**Stated problem**
Please copy the material from the line containing "cloud in the photo above." through the end of the material, swapping "steam cloud" for "vapor cloud" and leaving everything else unchanged.
**** Record set
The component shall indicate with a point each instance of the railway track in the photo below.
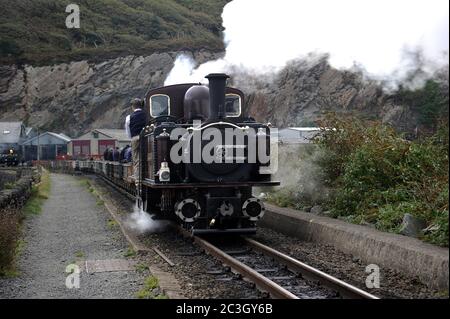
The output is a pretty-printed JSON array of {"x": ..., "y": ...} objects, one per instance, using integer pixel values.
[
  {"x": 271, "y": 271},
  {"x": 287, "y": 278}
]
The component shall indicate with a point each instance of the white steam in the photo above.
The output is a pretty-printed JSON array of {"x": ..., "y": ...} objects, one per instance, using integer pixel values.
[
  {"x": 143, "y": 223},
  {"x": 388, "y": 39}
]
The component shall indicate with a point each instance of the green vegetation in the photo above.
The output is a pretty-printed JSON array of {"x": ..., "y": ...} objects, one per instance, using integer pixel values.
[
  {"x": 141, "y": 267},
  {"x": 112, "y": 224},
  {"x": 10, "y": 221},
  {"x": 9, "y": 185},
  {"x": 430, "y": 103},
  {"x": 34, "y": 31},
  {"x": 130, "y": 252},
  {"x": 39, "y": 193},
  {"x": 150, "y": 284},
  {"x": 378, "y": 176},
  {"x": 10, "y": 245}
]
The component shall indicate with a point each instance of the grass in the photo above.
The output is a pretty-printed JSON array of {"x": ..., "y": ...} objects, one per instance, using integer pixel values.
[
  {"x": 9, "y": 185},
  {"x": 141, "y": 267},
  {"x": 11, "y": 246},
  {"x": 112, "y": 224},
  {"x": 11, "y": 271},
  {"x": 39, "y": 193},
  {"x": 150, "y": 284},
  {"x": 129, "y": 253}
]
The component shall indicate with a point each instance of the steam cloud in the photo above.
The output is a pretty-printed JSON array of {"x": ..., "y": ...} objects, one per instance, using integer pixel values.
[
  {"x": 143, "y": 223},
  {"x": 389, "y": 40}
]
********
**Written reply**
The component shall indicate with a point each instance of the vapor cloud in the photo above.
The output is a pretty-printed JSON array of {"x": ..., "y": ...} objects, one per instance, using integer pixel values.
[
  {"x": 143, "y": 223},
  {"x": 389, "y": 40}
]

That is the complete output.